**Task item**
Your answer should consist of the complete listing, repeated verbatim.

**Dataset extract**

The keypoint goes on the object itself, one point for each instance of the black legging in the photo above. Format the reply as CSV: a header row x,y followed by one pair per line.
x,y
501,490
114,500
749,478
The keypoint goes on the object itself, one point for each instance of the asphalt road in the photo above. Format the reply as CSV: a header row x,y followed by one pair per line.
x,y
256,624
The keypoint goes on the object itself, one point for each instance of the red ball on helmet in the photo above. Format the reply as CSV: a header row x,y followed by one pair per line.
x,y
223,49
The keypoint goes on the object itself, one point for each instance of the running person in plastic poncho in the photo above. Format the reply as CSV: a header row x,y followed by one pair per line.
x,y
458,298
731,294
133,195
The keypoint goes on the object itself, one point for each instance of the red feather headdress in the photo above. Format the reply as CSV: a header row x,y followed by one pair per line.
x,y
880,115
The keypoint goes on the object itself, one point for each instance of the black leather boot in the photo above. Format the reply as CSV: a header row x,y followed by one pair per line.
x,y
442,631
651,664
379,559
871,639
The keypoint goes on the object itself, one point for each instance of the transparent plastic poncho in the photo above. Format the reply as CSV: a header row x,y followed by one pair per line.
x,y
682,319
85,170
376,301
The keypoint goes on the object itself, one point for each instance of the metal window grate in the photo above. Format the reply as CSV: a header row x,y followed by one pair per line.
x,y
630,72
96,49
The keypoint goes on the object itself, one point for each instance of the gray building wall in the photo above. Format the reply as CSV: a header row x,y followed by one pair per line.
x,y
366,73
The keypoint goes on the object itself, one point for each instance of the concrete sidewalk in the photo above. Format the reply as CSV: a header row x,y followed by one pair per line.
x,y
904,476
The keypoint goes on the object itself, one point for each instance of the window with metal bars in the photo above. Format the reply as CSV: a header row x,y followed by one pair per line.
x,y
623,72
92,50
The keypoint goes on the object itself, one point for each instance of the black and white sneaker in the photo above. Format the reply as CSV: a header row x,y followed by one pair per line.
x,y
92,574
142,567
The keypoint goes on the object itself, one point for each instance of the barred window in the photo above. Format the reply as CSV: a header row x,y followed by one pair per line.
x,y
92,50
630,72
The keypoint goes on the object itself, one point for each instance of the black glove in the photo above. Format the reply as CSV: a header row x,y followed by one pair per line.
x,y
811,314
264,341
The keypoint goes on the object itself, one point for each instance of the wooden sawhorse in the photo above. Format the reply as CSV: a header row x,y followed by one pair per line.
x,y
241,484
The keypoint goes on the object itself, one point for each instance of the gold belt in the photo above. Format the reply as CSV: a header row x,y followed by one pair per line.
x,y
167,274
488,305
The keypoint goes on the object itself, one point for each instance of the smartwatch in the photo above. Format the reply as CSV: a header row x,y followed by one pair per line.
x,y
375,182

**Result of the exercise**
The keypoint goes on the object itself, one point for each instance of the black legging in the photo above. Format the reply as CSV: a header row x,y followed by one pair per line.
x,y
501,490
114,500
749,478
The keypoint goes on the object itself, one point for each instance of the asphalt road in the photo above. Format the reply as CSV: a header row x,y followed by one pair per line.
x,y
256,624
The keypoint goes on the object itself, one point for each instance of the red ball on helmet in the photo above. Format the reply as CSV: a header row x,y followed by one pair per line.
x,y
223,49
The keypoint goes on the object itself, one point for each instance of the running person in plastic poncho in the photo above. Format the reply as CSV: a header row x,y followed by one pair per line.
x,y
458,298
731,294
133,195
The keypoint goes on the object itself, one point for each instance of the red feather headdress in the photo above. Format the reply as CSV: a header row x,y followed by one pair per line.
x,y
880,115
The keypoint goes on the object itself, one point for each instance of the black leather boot in the photo above. Format the reply as CSV: a header row x,y followed by one pair per line.
x,y
442,631
651,664
379,559
871,639
The keypoint goes on the object itself, one point for each instance of the transparent plastic poncho in the photo above. Format the reply as CSV: a header row x,y followed by one pair per line.
x,y
682,319
85,170
376,301
The keypoint goes on the object itself, one point for each instance of the metal window grate in the photo above. Format the reply as CSV: a header row x,y followed by one pair per line.
x,y
630,72
96,49
The keypoint goes on the object itself, one point for each instance of the gray building wall in the photo above. Format the reply as CSV: a header row x,y followed by one pair per line.
x,y
366,73
The keypoint goes on the object itself, one point for each instance of the concrete sidewalk in the photo above. Format the reply as CSV: a header row x,y followed by one pair per line.
x,y
904,476
The keypoint goes on the object itself, one point for each instance of the window with metal bars in the photo above. Format the reply as CSV: a header row x,y followed by one pair per line.
x,y
623,72
92,50
The keypoint goes on the object itself, one point for each instance of the black and white sneaker in the photo above. Format the reply as CSV: a header row x,y followed by one pair per line.
x,y
92,574
142,567
The keypoint goes on the object itself, one point for each instance of the barred window in the photo above. Format the reply as CSV: a header row x,y followed by one pair per line.
x,y
92,50
630,72
The keypoint goes on the object itself, one point for each instance of the black glove in the photo above. Format the reply as CSV: a header row x,y followed by one pair per line.
x,y
811,314
264,341
The keypoint goes on the object itself, one point for each instance of the wooden sawhorse in the photo above. Format the reply as CSV: a header row x,y followed by one pair per line.
x,y
241,484
The keypoint goes on the object itself, one point for each instance of the gold belt in the photo above. Format the reply as CSV: a header row x,y followed by one pair per line.
x,y
167,274
488,305
The keypoint goes on the object itself, one point for each instance of the smartwatch in the photo above. Format the reply as CSV: a header row x,y followed by one pair per line.
x,y
375,182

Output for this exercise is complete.